Quote the stretch from "On Wednesday, HBO" through "of far-right nationalism." in the text about upcoming political films and documentaries below, word for word.

__Text shown__.
[Start of section]

On Wednesday, HBO will debut “537 Votes,” a documentary about the disputed 2000 presidential election. The director Adam McKay (“Vice”) is the executive producer. On the same day, the magazine The Atlantic will unveil its first documentary, “White Noise,” about the rise of far-right nationalism.

Next Friday, Amazon will start streaming “Borat Subsequent Moviefilm,” a sequel to the 2006 satire starring Sacha Baron Cohen as the clueless Kazakh journalist Borat. While the plot has not been revealed, the film’s trailer shows Mr. Cohen’s alter-ego crashing the Conservative Political Action Conference while Vice President Mike Pence is speaking. (Mr. Cohen also plays Mr. Hoffman in “Chicago 7.”)

Showtime will air Alexandra Pelosi’s “American Selfie: One Nation Shoots Itself,” an examination of the country’s hyperpartisan landscape over the past 12 months, next Friday, too. “Us Kids,” a documentary centered on the teenagers turned activists from Marjory Stoneman Douglas High School and the March for Our Lives movement, will become available via Alamo Drafthouse Virtual Cinema on Oct. 30.

Mr. Gibney began his “Totally Under Control” project in May after the coronavirus ripped through New York, killing one of his friends and putting another one on a ventilator. He and his co-directors, Ophelia Harutyunyan and Suzanne Hillinger, trace the administration’s delayed response, its failure to secure proper protective equipment and the subsequent politicization of science regarding the pandemic.

[End of section]

__The data__.
[Start of section]

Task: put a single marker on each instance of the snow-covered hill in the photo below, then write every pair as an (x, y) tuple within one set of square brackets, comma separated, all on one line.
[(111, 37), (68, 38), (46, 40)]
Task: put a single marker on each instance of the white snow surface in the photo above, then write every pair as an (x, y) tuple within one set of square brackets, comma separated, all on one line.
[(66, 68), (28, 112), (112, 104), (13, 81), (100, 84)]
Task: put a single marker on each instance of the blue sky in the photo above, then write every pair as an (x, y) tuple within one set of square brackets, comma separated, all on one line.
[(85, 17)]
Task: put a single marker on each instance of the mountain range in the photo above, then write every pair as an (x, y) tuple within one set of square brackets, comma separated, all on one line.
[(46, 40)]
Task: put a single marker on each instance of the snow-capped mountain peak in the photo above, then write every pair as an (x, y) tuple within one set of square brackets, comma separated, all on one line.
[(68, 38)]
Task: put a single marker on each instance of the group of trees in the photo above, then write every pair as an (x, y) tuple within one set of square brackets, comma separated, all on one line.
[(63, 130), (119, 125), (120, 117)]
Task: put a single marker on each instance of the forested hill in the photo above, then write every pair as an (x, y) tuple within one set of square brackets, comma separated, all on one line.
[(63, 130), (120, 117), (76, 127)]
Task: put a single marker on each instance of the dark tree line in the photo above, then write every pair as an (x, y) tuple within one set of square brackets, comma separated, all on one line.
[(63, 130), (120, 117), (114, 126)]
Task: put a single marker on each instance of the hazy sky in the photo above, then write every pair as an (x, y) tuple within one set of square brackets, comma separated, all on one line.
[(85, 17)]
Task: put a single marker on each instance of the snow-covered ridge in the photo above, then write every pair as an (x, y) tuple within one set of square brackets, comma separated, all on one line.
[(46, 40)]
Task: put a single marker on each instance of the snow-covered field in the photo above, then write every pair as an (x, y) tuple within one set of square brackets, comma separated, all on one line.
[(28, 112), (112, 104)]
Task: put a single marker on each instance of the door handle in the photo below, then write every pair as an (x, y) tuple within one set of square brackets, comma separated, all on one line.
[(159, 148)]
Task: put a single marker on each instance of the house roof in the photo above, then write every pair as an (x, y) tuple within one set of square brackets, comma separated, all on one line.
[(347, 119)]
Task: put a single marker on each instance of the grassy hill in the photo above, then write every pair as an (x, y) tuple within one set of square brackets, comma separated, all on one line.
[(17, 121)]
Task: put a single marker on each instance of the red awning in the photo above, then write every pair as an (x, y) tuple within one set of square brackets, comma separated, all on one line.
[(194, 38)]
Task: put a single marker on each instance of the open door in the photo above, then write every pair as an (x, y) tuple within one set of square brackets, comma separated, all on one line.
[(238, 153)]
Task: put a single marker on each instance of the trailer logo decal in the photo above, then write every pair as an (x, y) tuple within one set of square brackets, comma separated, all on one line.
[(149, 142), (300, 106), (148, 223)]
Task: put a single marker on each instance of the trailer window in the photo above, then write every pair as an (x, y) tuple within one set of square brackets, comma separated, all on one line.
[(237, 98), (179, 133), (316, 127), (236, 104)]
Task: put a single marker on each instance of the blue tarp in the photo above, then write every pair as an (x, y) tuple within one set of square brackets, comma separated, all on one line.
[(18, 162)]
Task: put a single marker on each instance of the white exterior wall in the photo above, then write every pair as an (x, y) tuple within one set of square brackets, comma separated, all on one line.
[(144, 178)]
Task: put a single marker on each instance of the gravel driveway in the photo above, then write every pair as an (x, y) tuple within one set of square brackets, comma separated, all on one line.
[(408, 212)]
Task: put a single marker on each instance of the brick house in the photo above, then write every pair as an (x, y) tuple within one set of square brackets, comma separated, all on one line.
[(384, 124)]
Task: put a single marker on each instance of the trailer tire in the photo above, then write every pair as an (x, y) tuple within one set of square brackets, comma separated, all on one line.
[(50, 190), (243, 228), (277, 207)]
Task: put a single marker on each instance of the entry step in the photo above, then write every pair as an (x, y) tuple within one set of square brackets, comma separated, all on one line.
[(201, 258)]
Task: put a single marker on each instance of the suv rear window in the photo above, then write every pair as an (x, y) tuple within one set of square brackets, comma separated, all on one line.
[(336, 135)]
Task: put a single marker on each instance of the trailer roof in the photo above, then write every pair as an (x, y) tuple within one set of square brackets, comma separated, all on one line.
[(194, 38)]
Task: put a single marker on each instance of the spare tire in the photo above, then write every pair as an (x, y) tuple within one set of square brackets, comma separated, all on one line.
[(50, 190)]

[End of section]

__Exercise result__.
On Wednesday, HBO will debut “537 Votes,” a documentary about the disputed 2000 presidential election. The director Adam McKay (“Vice”) is the executive producer. On the same day, the magazine The Atlantic will unveil its first documentary, “White Noise,” about the rise of far-right nationalism.